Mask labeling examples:
---
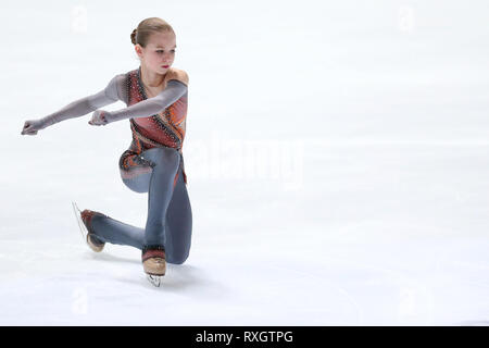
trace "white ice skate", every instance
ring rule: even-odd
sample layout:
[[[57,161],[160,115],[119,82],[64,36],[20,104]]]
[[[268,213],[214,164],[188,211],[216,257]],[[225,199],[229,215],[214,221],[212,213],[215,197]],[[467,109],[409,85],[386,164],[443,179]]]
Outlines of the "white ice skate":
[[[160,286],[166,273],[164,248],[162,246],[142,248],[142,268],[145,269],[148,281],[154,286]]]
[[[82,232],[82,237],[84,241],[87,240],[88,229],[85,226],[84,221],[82,220],[82,211],[78,209],[75,202],[72,202],[73,212],[75,213],[76,222],[78,223],[79,231]]]
[[[91,238],[91,236],[93,234],[88,231],[88,228],[85,225],[84,220],[83,220],[84,214],[86,214],[85,216],[87,216],[87,215],[91,216],[93,213],[97,213],[97,212],[93,212],[88,209],[86,209],[82,212],[75,202],[72,202],[72,206],[73,206],[73,212],[75,213],[75,217],[78,223],[79,231],[82,232],[82,237],[84,238],[84,241],[86,241],[87,245],[90,247],[90,249],[93,250],[95,252],[102,251],[105,244],[104,243],[101,244],[100,241],[97,241],[95,238]],[[87,217],[85,217],[85,219],[87,219]]]
[[[161,279],[163,278],[162,275],[151,275],[151,274],[147,274],[146,277],[148,278],[148,281],[154,285],[155,287],[159,287],[161,284]]]

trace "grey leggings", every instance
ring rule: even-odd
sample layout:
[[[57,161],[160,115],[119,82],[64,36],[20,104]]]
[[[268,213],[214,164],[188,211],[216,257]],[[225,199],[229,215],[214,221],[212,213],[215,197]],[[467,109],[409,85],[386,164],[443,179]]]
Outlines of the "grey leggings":
[[[148,192],[146,228],[139,228],[109,216],[93,215],[91,227],[101,241],[133,246],[164,246],[166,261],[184,263],[190,251],[192,212],[179,165],[180,154],[172,148],[152,148],[141,157],[152,162],[150,173],[125,179],[136,192]],[[174,178],[179,170],[177,183]]]

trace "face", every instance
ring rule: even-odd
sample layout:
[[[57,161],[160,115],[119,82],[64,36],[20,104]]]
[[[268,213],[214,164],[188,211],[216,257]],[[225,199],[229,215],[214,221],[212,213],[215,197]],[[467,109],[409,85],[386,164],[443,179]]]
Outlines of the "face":
[[[146,48],[138,44],[135,49],[141,64],[149,71],[165,74],[175,59],[176,37],[171,32],[154,33],[150,36]]]

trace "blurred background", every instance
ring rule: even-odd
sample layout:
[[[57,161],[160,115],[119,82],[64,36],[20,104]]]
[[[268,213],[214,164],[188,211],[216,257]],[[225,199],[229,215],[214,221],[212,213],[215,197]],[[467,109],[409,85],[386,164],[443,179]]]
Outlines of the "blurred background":
[[[487,325],[486,1],[1,4],[3,325]],[[143,226],[128,120],[24,122],[139,66],[159,16],[189,75],[192,249],[161,288],[91,252],[71,201]],[[125,108],[123,102],[105,110]],[[164,315],[161,315],[164,313]]]

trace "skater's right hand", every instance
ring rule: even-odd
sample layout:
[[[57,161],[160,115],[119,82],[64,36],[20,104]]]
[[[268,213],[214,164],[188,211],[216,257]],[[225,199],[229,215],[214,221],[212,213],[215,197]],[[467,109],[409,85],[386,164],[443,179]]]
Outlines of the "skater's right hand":
[[[41,120],[28,120],[24,123],[24,128],[22,129],[22,135],[36,135],[37,130],[43,129],[46,127],[45,122]]]

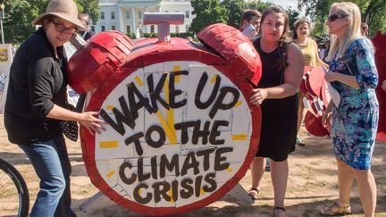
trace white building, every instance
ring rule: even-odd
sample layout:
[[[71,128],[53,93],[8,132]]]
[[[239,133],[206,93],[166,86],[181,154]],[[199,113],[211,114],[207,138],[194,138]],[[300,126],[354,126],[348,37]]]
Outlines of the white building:
[[[171,32],[187,32],[193,20],[190,0],[99,0],[100,19],[95,32],[118,30],[122,32],[157,32],[156,25],[143,26],[143,13],[181,13],[183,25],[171,25]]]

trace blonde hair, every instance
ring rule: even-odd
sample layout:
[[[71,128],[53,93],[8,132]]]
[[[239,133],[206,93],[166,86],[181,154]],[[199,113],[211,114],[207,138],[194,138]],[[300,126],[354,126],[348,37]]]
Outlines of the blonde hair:
[[[294,24],[294,28],[292,29],[292,39],[298,39],[298,32],[297,32],[297,30],[298,30],[298,26],[300,26],[300,24],[303,24],[303,23],[306,23],[308,25],[308,28],[310,29],[310,31],[311,31],[311,21],[310,21],[310,20],[308,20],[308,18],[306,18],[306,17],[300,18]],[[309,32],[308,32],[308,34],[309,34]]]
[[[351,43],[361,36],[360,24],[361,13],[357,4],[349,2],[334,3],[331,9],[335,8],[337,13],[347,15],[342,19],[347,19],[348,24],[343,35],[342,41],[340,41],[335,35],[331,35],[330,39],[330,51],[327,55],[327,61],[332,61],[334,58],[341,58]]]

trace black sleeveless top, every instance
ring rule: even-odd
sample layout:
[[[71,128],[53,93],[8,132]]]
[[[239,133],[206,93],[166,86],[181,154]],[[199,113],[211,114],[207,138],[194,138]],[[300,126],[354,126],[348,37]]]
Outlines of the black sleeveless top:
[[[271,53],[261,49],[260,38],[253,42],[260,55],[263,73],[258,88],[281,85],[284,71],[279,71],[279,47]],[[259,150],[256,156],[269,157],[273,161],[285,161],[295,150],[298,121],[298,97],[293,95],[281,99],[265,99],[262,109],[262,129]]]

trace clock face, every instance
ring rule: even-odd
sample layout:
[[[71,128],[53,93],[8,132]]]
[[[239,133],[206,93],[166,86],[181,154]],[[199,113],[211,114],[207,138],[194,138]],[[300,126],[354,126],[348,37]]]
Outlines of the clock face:
[[[99,99],[108,124],[92,138],[93,182],[143,214],[183,213],[220,199],[257,149],[248,95],[199,62],[165,62],[128,74]]]

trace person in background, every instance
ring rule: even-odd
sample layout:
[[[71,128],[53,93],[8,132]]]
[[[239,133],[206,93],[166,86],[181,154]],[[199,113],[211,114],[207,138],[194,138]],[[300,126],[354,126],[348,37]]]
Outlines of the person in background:
[[[260,21],[261,13],[258,11],[247,11],[243,13],[243,16],[241,18],[241,29],[239,29],[239,30],[244,34],[244,36],[246,36],[249,40],[252,41],[260,31]],[[251,29],[248,30],[246,28],[249,28]],[[269,158],[267,158],[265,161],[265,171],[270,171],[271,165]],[[251,189],[249,195],[256,199],[256,197],[259,195],[259,191]]]
[[[349,197],[357,179],[365,217],[374,216],[377,190],[371,162],[379,118],[378,72],[373,45],[361,34],[360,23],[359,8],[348,2],[334,3],[326,21],[331,63],[324,78],[339,92],[340,100],[329,103],[322,123],[331,128],[339,200],[321,209],[322,215],[351,213]]]
[[[286,216],[284,196],[289,174],[288,155],[295,150],[297,135],[297,90],[303,76],[302,54],[288,43],[289,17],[284,9],[272,6],[264,11],[261,38],[253,45],[263,66],[258,88],[249,103],[262,110],[259,149],[251,164],[251,191],[259,191],[264,159],[270,158],[274,193],[274,216]],[[251,193],[249,191],[249,193]]]
[[[309,38],[311,31],[311,22],[306,18],[298,20],[294,24],[292,40],[301,49],[303,54],[303,60],[305,66],[319,66],[322,65],[328,68],[328,65],[324,63],[320,58],[318,54],[318,47],[316,42]],[[304,70],[303,70],[304,71]],[[304,146],[306,142],[298,133],[300,130],[301,123],[303,122],[304,117],[304,104],[303,98],[306,97],[301,91],[298,91],[298,136],[296,143],[298,146]]]
[[[75,216],[71,209],[71,171],[62,121],[79,121],[90,133],[103,129],[96,112],[66,109],[66,63],[63,44],[78,29],[72,0],[51,0],[46,13],[33,22],[41,25],[16,51],[11,66],[4,126],[10,142],[29,158],[40,179],[30,216]]]
[[[368,25],[365,22],[361,22],[361,34],[368,38]]]
[[[249,10],[241,17],[241,28],[239,30],[252,40],[260,30],[261,13],[256,10]]]

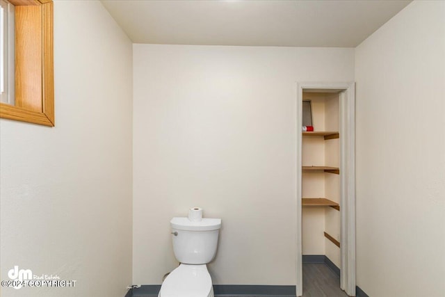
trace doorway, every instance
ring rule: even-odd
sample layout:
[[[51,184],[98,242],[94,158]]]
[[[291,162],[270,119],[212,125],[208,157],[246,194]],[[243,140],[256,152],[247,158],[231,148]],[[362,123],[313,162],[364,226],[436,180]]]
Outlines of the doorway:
---
> What you are asked to do: Please return each line of the entries above that contains the word "leggings", copied unchanged.

> Written reply:
trace "grey leggings", every instance
Outlines of the "grey leggings":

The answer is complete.